Robert Haas <robertmhaas@gmail.com> writes:
> On Wed, May 7, 2014 at 3:18 AM, Simon Riggs <simon@2ndquadrant.com> wrote:
>> If we believe that 25% of shared_buffers worth of heap blocks would
>> flush the cache doing a SeqScan, why should we allow 400% of
>> shared_buffers worth of index blocks?
> I think you're comparing apples and oranges. The 25% threshold is
> answering the question "How big does a sequential scan have to be
> before it's likely to flush so much so much unrelated data out of
> shared_buffers that it hurts the performance of other things running
> on the system?". So it's not really about whether or not things will
> *fit* in the cache, but rather a judgement about at what point caching
> that stuff is going to be less value than continuing to cache other
> things. Also, it's specifically a judgement about shared_buffers, not
> system memory.
> But effective_cache_size is used to estimate the likelihood that an
> index scan which accesses the same heap or index block twice will
> still be in cache on the second hit, and thus need to be faulted in
> only once. So this *is* a judgment about what will fit - generally
> over a very short time scale. And, since bringing a page into
> shared_buffers from the OS cache is much less expensive than bringing
> a page into memory from disk, it's really about what will fit in
> overall system memory, not just shared_buffers.
****************************************
WHAT THIS EXERCISE ASKS:
• a. In the mailing-list passage about shared_buffers and effective_cache_size, what is effective_cache_size used to estimate?
• b. Pick up the mailing-list discussion of shared_buffers and effective_cache_size after its last quoted line, writing as the person who quoted that reply.

(Stored items)
****************************************
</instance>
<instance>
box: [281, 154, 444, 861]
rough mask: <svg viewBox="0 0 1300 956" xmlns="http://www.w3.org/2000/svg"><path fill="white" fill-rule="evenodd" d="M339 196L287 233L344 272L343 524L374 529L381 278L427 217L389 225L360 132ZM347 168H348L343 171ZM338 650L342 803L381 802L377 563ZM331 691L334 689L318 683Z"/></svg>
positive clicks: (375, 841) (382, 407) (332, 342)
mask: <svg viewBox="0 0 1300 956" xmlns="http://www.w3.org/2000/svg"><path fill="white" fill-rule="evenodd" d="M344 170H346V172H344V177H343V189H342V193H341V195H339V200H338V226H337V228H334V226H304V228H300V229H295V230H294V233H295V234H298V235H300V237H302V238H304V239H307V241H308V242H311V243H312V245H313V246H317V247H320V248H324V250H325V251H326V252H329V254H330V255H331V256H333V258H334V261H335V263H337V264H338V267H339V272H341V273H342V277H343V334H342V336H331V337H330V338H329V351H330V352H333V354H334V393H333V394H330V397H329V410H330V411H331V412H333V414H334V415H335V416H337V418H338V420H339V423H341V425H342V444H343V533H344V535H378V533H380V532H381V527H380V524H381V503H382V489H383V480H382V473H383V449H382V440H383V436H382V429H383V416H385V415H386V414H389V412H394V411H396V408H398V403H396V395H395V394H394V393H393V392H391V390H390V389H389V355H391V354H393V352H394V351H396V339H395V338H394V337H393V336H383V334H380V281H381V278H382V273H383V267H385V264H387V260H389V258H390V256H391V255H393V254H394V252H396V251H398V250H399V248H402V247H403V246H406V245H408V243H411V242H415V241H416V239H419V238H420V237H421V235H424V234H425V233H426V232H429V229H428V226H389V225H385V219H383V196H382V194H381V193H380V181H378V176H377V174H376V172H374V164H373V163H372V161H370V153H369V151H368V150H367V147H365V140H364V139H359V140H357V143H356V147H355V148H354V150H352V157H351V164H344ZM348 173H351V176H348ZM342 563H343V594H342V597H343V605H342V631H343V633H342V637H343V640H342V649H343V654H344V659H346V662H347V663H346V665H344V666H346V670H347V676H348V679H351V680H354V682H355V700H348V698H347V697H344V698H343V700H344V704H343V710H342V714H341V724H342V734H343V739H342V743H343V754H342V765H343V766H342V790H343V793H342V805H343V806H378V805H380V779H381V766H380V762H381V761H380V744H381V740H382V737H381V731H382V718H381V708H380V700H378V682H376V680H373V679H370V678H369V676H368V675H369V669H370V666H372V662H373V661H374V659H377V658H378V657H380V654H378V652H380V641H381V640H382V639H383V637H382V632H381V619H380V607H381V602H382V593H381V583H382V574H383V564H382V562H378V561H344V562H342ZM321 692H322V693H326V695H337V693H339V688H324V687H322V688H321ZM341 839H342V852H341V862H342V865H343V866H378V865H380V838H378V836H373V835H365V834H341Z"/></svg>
****************************************
RESULTS:
• a. It estimates the likelihood that an index scan which accesses the same heap or index block twice will still find that block in cache on the second hit, so it needs to be faulted in only once.

• b.
Another point is that the 25% seqscan threshold actually controls some
specific caching decisions, which effective_cache_size does not. Raising
effective_cache_size "too high" is unlikely to result in cache trashing;
in fact I'd guess the opposite. What that would do is cause the planner
to prefer indexscans over seqscans in more cases involving large tables.
But if you've got a table+index that's bigger than RAM, seqscans are
probably going to be worse for the OS cache than indexscans, because
they're going to require bringing in more data.
So I still think this whole argument is founded on shaky hypotheses
with a complete lack of hard data showing that a smaller default for
effective_cache_size would be better. The evidence we have points
in the other direction.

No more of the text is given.